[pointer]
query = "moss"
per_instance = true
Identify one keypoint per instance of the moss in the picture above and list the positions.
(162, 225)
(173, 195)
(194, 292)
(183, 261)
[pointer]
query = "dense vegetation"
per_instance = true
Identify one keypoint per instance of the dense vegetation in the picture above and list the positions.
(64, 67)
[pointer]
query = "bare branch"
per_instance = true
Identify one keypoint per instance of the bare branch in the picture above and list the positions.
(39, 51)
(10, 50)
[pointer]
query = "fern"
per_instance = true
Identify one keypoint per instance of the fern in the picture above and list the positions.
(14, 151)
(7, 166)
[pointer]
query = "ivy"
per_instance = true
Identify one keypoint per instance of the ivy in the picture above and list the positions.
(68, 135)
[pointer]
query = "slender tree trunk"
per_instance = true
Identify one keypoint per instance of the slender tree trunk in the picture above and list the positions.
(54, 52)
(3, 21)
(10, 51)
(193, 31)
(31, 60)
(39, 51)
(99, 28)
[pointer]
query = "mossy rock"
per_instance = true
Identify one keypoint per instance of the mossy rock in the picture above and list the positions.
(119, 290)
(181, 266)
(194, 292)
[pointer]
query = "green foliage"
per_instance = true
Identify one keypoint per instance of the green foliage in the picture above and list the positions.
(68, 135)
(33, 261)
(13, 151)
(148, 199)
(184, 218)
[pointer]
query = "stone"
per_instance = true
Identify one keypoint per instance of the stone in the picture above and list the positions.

☆ ☆ ☆ ☆ ☆

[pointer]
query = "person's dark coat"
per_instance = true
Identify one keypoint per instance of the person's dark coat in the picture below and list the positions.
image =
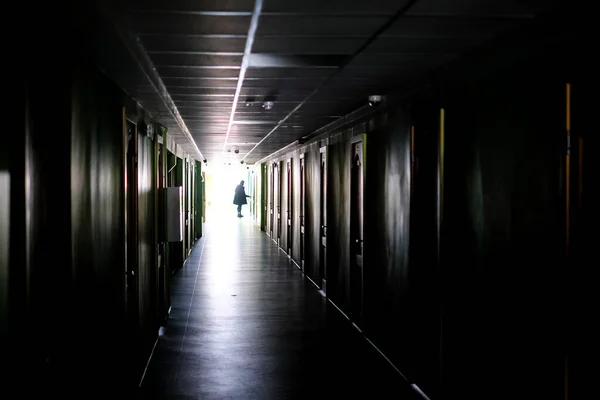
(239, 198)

☆ ☆ ☆ ☆ ☆

Gather every line of the data that contains the string "mossy", copying each line in full. Case counts.

query = "mossy rock"
Identify one keypoint per instance of the mossy rock in the picture above and list the positions.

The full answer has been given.